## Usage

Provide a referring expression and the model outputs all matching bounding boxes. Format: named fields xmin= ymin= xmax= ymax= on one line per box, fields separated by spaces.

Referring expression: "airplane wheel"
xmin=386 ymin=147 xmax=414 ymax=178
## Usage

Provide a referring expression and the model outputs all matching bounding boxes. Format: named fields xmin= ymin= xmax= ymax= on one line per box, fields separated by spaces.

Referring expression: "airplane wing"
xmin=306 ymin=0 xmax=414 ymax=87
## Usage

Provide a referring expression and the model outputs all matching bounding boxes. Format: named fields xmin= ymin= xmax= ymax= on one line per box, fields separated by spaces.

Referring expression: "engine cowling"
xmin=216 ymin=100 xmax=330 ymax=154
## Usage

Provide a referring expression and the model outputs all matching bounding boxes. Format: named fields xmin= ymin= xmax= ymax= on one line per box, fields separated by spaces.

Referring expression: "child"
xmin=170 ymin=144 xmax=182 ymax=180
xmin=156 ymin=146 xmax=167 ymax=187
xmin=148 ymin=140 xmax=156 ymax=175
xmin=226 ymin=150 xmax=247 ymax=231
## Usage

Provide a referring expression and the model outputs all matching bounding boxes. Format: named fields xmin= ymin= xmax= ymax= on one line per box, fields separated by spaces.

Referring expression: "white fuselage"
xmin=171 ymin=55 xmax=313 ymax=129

-- Task to carry out --
Go through the material and write each line out again exactly.

-- Output --
## Usage

Provide a referring expression and the model outputs all matching bounding boxes. Format: named fields xmin= ymin= xmax= ymax= on one line per box, fields separated by spaces.

Referring expression: "airplane wheel"
xmin=386 ymin=147 xmax=414 ymax=178
## Usage

Provide a referring expression and the model outputs all matching bounding boxes. Format: named fields xmin= ymin= xmax= ymax= on one line per box, fields separated by spaces.

Referring expression: "airplane wing"
xmin=306 ymin=0 xmax=414 ymax=87
## Usage

Provide a referring expression and the model outputs all matching bounding boxes. Format: named fields xmin= ymin= xmax= ymax= on one line per box, fields separated by spaces.

Referring expression: "engine cowling"
xmin=216 ymin=100 xmax=330 ymax=154
## Usage

Provide a referring expression and the model outputs all matching bounding boxes. Format: named fields xmin= ymin= xmax= ymax= on one line per box, fields separated by spaces.

Referring expression: "child"
xmin=170 ymin=144 xmax=182 ymax=180
xmin=156 ymin=146 xmax=167 ymax=187
xmin=148 ymin=140 xmax=156 ymax=175
xmin=226 ymin=150 xmax=247 ymax=231
## Usage

Provide a referring expression and the model outputs all matching bounding boxes. Format: named fields xmin= ymin= xmax= ymax= on one line per box, fields separated by spaces.

Referring expression: "white fuselage"
xmin=171 ymin=55 xmax=313 ymax=129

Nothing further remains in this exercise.